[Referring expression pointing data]
+ + + + +
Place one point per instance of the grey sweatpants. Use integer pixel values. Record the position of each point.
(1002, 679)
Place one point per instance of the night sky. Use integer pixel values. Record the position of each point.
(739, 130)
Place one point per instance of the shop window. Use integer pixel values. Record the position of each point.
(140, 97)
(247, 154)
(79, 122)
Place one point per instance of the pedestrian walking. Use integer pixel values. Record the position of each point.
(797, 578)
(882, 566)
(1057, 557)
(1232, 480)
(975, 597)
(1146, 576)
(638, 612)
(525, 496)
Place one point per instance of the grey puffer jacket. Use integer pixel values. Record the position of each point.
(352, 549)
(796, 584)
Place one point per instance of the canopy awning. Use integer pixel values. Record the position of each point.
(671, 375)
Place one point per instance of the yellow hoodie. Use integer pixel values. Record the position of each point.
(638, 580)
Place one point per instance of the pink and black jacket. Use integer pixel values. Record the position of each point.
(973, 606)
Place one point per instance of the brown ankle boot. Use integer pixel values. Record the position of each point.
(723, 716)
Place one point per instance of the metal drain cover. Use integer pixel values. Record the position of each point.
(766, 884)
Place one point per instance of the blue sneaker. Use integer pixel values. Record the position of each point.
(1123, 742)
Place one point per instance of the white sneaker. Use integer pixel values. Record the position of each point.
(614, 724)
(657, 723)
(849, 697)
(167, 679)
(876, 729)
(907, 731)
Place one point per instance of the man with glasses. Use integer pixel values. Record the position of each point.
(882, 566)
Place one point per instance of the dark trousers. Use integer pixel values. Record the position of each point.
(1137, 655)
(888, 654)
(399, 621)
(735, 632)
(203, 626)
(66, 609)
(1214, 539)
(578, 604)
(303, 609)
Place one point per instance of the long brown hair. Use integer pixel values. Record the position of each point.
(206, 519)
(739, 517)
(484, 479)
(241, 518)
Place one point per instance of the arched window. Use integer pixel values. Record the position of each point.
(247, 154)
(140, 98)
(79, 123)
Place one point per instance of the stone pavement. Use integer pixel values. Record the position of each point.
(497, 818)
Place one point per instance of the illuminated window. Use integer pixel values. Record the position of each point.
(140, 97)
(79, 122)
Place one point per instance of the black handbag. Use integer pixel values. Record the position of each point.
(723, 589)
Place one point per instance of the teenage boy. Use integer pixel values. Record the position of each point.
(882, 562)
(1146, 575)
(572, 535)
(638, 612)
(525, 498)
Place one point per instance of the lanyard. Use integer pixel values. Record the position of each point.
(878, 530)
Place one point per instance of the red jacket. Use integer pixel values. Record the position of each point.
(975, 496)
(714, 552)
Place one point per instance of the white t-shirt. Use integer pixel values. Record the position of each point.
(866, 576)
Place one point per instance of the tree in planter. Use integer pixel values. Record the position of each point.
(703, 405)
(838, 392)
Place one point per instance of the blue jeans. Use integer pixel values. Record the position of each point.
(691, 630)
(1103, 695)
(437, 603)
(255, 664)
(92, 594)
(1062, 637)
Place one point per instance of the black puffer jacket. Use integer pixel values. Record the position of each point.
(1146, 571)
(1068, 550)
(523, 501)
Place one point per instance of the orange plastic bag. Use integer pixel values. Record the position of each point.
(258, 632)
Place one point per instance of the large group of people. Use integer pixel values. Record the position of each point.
+ + + + +
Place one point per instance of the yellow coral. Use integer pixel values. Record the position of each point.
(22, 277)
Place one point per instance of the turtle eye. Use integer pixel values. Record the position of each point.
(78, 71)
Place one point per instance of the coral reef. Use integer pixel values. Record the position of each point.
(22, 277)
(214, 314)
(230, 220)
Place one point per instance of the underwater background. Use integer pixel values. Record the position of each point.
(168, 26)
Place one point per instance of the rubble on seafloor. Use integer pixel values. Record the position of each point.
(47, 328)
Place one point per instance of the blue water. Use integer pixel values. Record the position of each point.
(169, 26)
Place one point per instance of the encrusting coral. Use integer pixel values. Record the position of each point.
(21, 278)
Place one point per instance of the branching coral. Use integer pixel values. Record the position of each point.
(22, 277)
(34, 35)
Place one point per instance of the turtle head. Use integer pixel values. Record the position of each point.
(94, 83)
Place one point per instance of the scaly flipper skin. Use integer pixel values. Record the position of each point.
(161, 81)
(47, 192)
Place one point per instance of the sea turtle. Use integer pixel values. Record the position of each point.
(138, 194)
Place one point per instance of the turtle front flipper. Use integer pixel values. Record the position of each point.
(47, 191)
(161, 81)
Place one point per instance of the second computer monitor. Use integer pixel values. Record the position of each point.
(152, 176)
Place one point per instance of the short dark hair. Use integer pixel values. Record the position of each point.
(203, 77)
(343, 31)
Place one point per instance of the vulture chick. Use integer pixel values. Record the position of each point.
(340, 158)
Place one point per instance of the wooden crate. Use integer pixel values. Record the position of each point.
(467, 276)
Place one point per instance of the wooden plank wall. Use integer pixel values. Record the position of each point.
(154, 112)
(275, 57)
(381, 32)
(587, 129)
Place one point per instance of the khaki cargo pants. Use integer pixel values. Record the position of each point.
+ + + + +
An exact, complete copy of the lines above from the one with "Place one point per instance of the blue water." through the one with "Place one point per instance of the khaki" is the whole answer.

> _EXERCISE RESPONSE_:
Place one point per instance of the blue water. Use integer pixel values. Record the position of each point.
(169, 26)
Place one point per instance of the encrusting coral. Use integer pixel values. Record the position of each point.
(21, 278)
Place one point per instance of the branching coral. Use integer pixel values. Record the position of each point.
(22, 277)
(34, 35)
Place one point per instance of the turtle head. Use integer pixel values. Record the position of each point.
(94, 83)
Place one point per instance of the scaly flipper skin. Use integer pixel values. Record the position of each point.
(161, 81)
(47, 192)
Place one point per instance of the sea turtle. Use integer pixel values. Record the position of each point.
(138, 194)
Place one point per instance of the turtle front flipper. Use integer pixel values. Record the position of each point.
(47, 191)
(161, 81)
Place one point per instance of the second computer monitor. Use integer pixel values. Record the position of each point.
(152, 176)
Place one point per instance of the short dark hair. Use integer pixel values. Record the position of each point.
(203, 77)
(343, 31)
Place one point per instance of the vulture chick. Use integer pixel values. Record the position of each point.
(340, 158)
Place one point per instance of the wooden crate. Use integer pixel values. Record the position of each point.
(467, 276)
Place one point per instance of the wooden plank wall. Use integer pixel values. Record the position of each point.
(154, 112)
(275, 57)
(381, 32)
(587, 129)
Place one point per instance of the khaki cargo pants. Use integer pixel values. Record the position of each point.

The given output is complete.